(Photo-based point labeling entries)
::::
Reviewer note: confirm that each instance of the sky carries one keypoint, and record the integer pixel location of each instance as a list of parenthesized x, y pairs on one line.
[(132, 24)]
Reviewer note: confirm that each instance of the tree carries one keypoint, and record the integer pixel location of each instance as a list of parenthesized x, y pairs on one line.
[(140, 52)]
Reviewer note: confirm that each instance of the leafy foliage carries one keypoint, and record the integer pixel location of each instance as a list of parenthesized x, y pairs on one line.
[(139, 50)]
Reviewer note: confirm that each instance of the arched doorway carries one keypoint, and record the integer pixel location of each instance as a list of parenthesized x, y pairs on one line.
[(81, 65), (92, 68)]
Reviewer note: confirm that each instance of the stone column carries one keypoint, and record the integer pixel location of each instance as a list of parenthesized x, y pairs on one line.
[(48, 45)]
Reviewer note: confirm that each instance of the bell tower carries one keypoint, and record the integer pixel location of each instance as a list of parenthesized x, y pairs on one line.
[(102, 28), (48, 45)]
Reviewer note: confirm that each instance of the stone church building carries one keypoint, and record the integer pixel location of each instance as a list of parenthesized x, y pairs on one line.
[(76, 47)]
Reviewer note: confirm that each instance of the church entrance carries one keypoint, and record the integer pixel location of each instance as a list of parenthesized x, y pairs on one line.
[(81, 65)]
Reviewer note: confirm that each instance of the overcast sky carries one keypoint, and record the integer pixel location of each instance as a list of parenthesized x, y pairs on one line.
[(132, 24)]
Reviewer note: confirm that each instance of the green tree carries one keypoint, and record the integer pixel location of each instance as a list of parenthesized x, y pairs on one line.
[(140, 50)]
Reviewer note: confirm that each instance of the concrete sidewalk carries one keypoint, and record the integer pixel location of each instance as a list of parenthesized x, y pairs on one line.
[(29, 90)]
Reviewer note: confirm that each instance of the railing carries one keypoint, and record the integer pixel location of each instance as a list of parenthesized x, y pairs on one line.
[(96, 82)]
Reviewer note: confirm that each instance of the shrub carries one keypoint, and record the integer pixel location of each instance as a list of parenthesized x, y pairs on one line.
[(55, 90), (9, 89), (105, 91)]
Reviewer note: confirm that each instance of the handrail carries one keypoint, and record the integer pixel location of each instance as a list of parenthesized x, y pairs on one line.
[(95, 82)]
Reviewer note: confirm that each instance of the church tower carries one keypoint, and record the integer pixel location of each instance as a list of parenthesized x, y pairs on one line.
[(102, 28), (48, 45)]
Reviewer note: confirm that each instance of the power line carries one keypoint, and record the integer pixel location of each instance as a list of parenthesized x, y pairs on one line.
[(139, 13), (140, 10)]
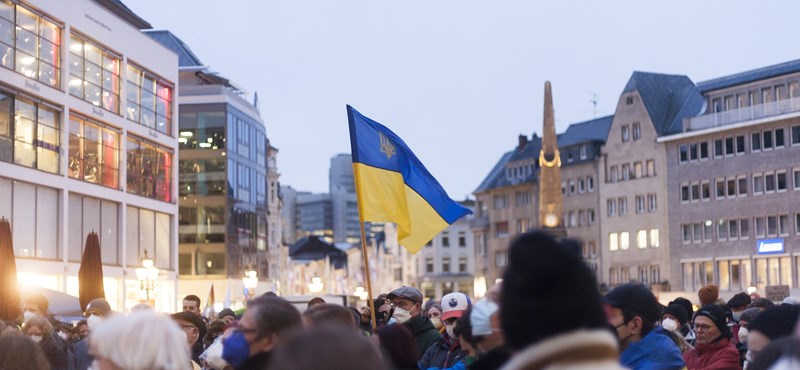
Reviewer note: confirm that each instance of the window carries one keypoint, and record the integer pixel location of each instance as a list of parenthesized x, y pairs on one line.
[(94, 73), (651, 202), (31, 44), (624, 240), (613, 242), (149, 100), (93, 152), (755, 142)]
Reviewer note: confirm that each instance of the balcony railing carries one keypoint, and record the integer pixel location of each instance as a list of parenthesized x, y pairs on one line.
[(744, 114)]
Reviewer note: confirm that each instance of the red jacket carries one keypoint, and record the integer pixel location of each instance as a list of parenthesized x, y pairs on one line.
[(720, 355)]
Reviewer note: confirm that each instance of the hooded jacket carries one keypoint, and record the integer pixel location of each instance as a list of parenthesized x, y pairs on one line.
[(655, 351)]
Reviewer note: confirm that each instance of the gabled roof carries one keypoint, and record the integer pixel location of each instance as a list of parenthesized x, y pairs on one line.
[(667, 98), (741, 78), (588, 131), (186, 57)]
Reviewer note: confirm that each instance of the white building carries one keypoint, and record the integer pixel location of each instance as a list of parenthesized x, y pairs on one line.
[(88, 127)]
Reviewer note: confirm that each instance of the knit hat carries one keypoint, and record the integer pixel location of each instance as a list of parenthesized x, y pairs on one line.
[(718, 316), (677, 311), (739, 300), (776, 322), (547, 290), (637, 298), (708, 294)]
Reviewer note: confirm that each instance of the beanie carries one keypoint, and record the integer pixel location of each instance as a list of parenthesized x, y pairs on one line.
[(547, 290), (716, 314), (677, 311), (776, 322), (708, 294)]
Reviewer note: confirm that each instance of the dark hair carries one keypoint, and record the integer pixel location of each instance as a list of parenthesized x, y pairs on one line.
[(19, 352), (193, 298), (327, 347), (397, 344), (273, 315), (330, 313)]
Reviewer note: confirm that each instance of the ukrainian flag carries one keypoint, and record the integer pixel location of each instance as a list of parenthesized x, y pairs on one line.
[(392, 185)]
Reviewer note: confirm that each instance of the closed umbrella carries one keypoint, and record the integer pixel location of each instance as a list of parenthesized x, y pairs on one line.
[(9, 290), (90, 274)]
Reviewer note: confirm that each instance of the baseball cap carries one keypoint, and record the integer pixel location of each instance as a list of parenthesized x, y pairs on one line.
[(454, 305), (406, 292)]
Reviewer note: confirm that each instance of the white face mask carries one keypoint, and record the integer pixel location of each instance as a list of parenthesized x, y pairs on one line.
[(93, 320), (669, 324), (28, 315), (449, 329), (401, 315)]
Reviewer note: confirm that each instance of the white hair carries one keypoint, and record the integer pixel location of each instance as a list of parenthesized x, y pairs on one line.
[(144, 340)]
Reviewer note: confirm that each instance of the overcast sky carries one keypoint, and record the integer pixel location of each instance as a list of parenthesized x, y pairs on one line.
[(458, 80)]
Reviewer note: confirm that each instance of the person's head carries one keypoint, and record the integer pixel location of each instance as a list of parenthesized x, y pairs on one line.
[(772, 324), (34, 304), (159, 343), (191, 303), (547, 291), (326, 313), (453, 307), (330, 347), (37, 327), (711, 324), (633, 310), (708, 294), (192, 325), (397, 344), (485, 323), (262, 326), (407, 303), (19, 352)]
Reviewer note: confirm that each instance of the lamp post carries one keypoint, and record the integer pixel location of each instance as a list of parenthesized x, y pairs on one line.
[(316, 285), (250, 282), (147, 276)]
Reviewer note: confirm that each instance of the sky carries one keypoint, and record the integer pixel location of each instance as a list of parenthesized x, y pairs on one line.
[(458, 80)]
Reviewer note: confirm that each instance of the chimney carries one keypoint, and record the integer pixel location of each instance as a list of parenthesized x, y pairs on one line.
[(522, 141)]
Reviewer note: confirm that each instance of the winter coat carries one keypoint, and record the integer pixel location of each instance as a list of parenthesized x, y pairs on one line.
[(655, 351), (425, 334), (580, 349), (445, 353), (720, 355)]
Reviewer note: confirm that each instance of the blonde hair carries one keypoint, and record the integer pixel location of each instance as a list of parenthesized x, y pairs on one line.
[(144, 340)]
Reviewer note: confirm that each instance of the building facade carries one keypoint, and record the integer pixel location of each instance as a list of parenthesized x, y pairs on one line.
[(88, 142)]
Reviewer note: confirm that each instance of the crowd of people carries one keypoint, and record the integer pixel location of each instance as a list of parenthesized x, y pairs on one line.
[(546, 314)]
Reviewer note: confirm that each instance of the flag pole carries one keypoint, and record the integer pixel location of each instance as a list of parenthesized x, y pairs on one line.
[(364, 249)]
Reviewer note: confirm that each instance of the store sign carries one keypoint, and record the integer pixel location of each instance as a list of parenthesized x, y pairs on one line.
[(767, 246)]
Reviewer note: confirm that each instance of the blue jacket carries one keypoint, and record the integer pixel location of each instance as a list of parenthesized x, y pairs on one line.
[(656, 351)]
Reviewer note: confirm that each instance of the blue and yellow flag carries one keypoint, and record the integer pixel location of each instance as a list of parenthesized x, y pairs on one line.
[(393, 185)]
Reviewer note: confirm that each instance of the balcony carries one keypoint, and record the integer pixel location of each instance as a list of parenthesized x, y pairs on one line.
[(778, 109)]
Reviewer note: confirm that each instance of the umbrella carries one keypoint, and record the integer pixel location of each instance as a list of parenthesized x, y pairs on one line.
[(9, 290), (90, 274)]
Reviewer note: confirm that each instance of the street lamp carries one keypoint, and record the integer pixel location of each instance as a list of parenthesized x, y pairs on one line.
[(316, 285), (250, 281), (147, 276)]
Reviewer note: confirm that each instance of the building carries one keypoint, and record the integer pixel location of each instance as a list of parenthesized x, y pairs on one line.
[(734, 183), (447, 263), (224, 186), (88, 142)]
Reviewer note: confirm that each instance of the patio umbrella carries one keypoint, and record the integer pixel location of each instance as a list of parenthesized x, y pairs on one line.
[(90, 274), (9, 290)]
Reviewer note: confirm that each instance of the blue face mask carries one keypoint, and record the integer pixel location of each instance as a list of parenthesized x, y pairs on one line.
[(235, 349)]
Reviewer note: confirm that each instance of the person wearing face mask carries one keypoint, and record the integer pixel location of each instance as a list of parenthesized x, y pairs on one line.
[(447, 351), (96, 311), (407, 302)]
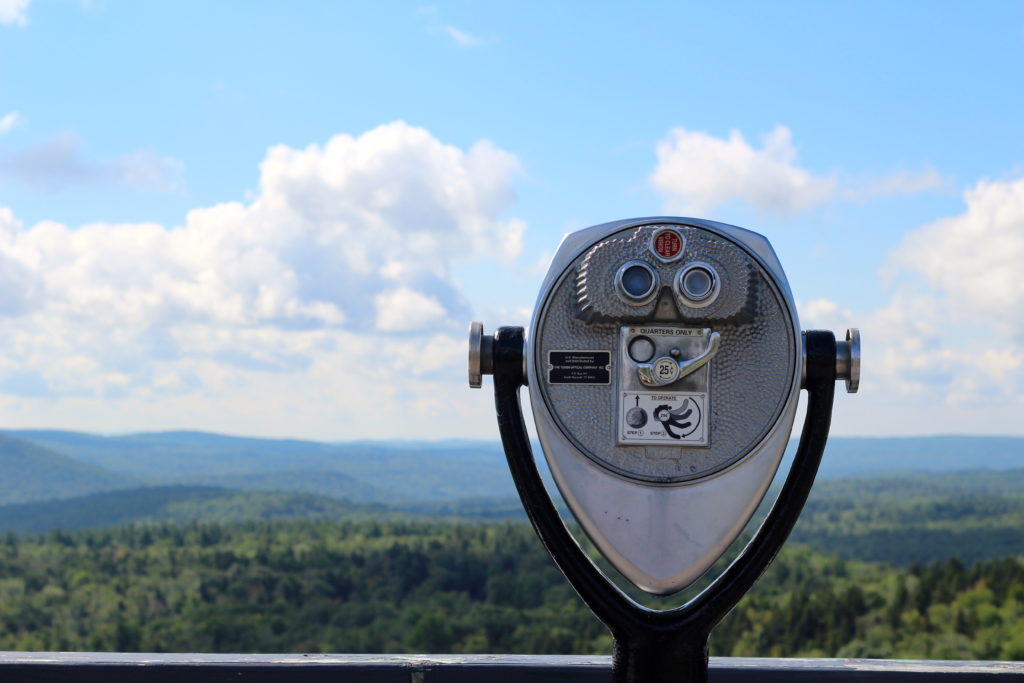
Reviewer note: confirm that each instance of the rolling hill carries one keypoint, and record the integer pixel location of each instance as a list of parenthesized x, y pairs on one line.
[(176, 504), (32, 472)]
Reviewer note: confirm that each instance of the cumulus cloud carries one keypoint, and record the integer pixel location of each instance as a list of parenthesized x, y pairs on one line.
[(953, 325), (345, 254), (696, 172), (57, 164), (14, 12)]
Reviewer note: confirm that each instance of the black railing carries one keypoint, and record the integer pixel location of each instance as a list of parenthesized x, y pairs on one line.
[(131, 668)]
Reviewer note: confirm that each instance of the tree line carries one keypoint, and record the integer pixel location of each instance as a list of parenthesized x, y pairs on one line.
[(407, 586)]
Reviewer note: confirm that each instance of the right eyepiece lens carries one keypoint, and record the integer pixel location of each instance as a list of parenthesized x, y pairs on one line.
[(697, 283), (637, 281)]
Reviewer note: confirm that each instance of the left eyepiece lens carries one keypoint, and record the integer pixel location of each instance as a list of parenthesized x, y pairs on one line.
[(637, 281)]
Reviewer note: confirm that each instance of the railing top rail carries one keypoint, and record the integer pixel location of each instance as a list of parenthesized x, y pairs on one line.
[(154, 668)]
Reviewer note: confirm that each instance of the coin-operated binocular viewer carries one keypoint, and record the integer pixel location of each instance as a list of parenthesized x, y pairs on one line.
[(665, 361)]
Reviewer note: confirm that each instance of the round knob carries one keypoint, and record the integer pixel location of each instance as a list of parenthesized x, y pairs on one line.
[(848, 359), (480, 354)]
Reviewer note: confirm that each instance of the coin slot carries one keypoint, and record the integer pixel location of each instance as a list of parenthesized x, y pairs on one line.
[(641, 349)]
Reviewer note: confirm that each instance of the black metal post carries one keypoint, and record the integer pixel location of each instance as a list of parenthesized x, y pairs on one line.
[(654, 646)]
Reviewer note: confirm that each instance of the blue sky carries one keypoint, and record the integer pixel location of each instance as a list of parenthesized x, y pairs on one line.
[(880, 146)]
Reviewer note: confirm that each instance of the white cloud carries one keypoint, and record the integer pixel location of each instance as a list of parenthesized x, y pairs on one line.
[(14, 12), (951, 334), (9, 121), (403, 309), (330, 291), (57, 164), (461, 38), (696, 172)]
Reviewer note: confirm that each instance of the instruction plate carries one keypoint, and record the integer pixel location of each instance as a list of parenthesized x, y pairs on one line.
[(663, 418)]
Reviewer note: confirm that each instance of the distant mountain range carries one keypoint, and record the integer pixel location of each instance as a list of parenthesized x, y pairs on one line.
[(40, 465)]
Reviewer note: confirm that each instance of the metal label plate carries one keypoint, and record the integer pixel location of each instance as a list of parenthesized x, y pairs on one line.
[(579, 367)]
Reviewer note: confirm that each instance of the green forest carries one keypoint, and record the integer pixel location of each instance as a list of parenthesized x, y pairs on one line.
[(407, 586)]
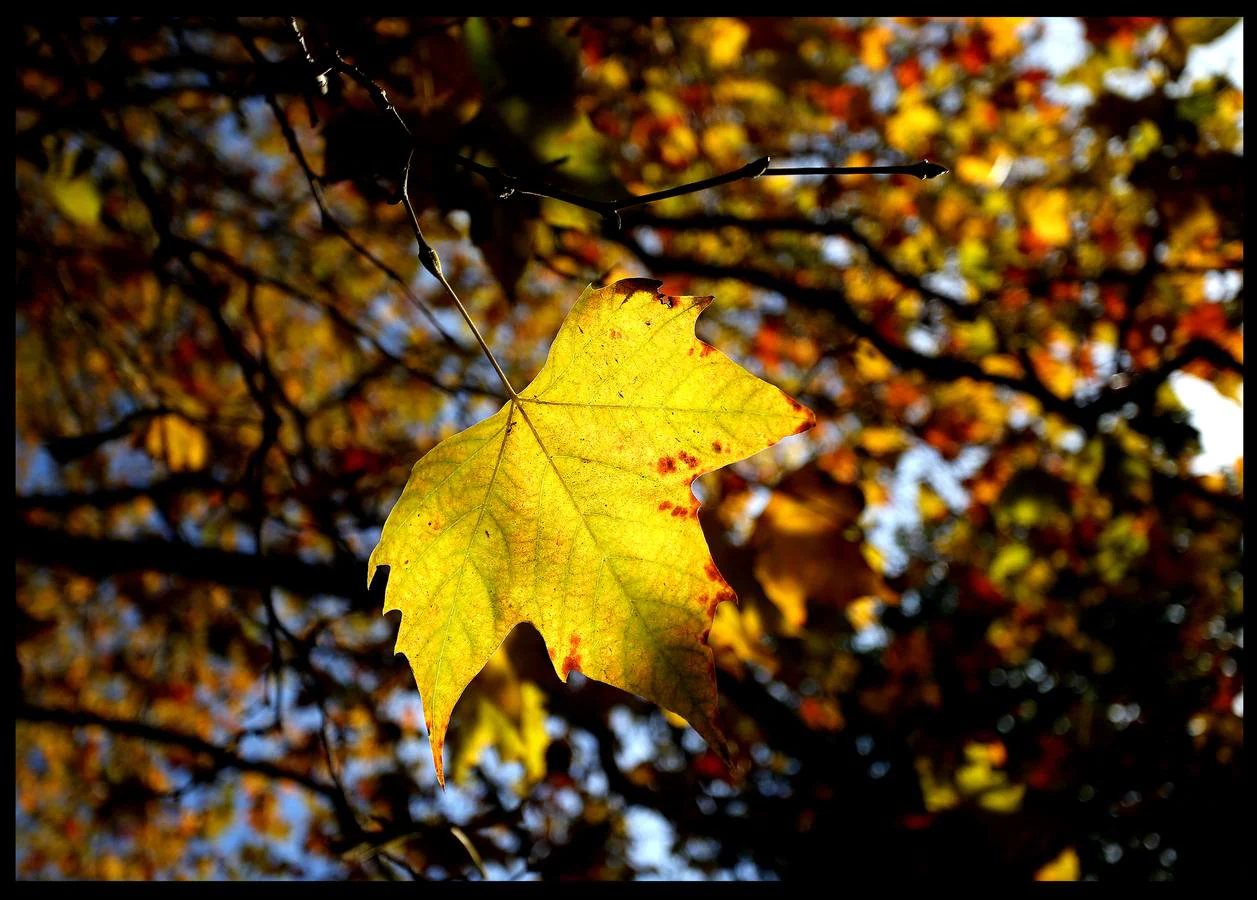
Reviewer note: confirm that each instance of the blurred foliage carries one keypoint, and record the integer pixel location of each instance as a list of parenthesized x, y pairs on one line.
[(991, 615)]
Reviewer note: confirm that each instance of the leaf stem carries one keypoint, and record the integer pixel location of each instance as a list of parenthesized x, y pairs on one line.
[(433, 263)]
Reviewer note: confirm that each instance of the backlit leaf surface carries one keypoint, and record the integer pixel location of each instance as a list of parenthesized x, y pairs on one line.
[(571, 508)]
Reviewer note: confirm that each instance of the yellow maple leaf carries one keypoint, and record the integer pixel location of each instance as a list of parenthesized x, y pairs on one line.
[(571, 509), (1064, 867), (182, 445), (1048, 215)]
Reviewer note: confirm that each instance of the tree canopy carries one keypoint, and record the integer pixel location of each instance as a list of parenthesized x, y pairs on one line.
[(989, 607)]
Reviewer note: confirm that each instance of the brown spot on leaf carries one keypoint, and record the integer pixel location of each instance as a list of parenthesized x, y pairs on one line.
[(720, 596), (572, 661)]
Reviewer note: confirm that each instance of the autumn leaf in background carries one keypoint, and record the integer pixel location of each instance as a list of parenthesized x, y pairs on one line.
[(571, 509)]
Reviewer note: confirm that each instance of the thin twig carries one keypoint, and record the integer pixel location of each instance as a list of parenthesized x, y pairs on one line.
[(433, 263)]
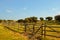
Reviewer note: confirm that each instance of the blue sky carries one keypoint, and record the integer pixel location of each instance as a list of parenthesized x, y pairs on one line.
[(20, 9)]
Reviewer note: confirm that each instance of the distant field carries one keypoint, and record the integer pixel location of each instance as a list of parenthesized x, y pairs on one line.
[(6, 34)]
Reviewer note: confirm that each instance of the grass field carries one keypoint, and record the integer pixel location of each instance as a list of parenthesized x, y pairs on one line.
[(6, 34)]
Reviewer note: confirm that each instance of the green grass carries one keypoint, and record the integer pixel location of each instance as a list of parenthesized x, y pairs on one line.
[(6, 34)]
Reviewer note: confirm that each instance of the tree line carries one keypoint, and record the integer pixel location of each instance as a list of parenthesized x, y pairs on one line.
[(35, 19)]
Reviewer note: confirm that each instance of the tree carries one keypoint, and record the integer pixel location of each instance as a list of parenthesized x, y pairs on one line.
[(41, 18), (49, 18), (57, 18), (20, 21), (34, 19), (0, 21)]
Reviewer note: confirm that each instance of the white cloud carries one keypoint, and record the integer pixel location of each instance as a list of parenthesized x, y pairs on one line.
[(8, 10)]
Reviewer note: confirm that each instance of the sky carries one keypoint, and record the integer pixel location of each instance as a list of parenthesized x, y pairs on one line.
[(20, 9)]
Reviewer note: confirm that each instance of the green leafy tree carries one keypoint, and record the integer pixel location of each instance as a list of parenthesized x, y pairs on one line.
[(49, 18), (20, 21)]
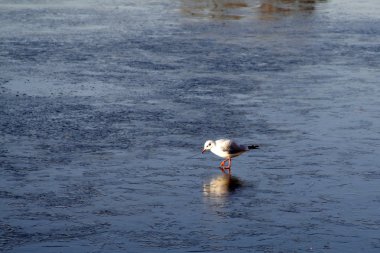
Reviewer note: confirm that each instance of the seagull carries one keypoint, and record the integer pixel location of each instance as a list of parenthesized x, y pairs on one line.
[(227, 149)]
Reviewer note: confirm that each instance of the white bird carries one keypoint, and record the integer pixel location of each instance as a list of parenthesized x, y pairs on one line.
[(227, 149)]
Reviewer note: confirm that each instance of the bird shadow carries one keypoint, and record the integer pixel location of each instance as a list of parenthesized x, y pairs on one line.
[(222, 186)]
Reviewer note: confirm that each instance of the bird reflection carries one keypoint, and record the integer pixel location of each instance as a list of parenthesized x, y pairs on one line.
[(222, 186), (238, 9)]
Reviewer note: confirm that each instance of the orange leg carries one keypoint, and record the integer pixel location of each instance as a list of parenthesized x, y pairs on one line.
[(223, 168), (229, 166)]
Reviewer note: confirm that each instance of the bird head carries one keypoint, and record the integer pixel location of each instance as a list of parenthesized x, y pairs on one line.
[(208, 145)]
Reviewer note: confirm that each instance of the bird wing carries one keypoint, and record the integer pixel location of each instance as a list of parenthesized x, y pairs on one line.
[(230, 146)]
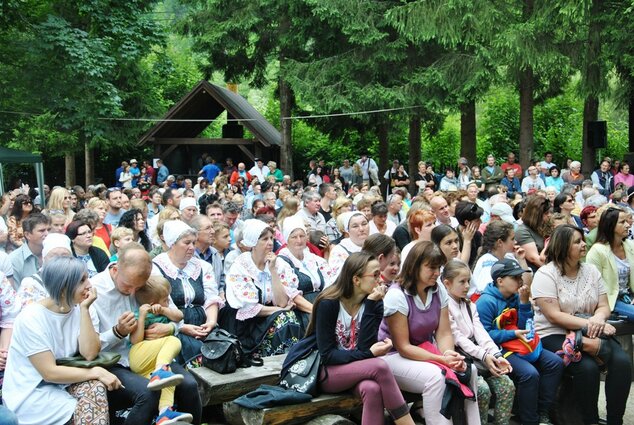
::::
Task objective: Rewrite the entries between the lines holding "Reviewer note: confirm that each instance of the metal" and "[(991, 615)]", inclusive, swapping "keypoint" for "marker" and changing nothing else. Leave the pictures out.

The output:
Reviewer note: confirm that each instance of the metal label plate carries one marker, and record the integer pixel location of each instance as a list of parenthesized x, y pairs on one line.
[(579, 367)]
Reviewer note: confirm that each instance of the green forest carries one marker, and record the integer pixel location of each instance as a list of parenthesized x, y pairs on one line.
[(407, 586)]
Reviewer note: confirm that each instance of the blurred foliage carries one marker, and record the integer pixel location of each instance as a list of parenthesized x, y pairs on one line.
[(991, 615)]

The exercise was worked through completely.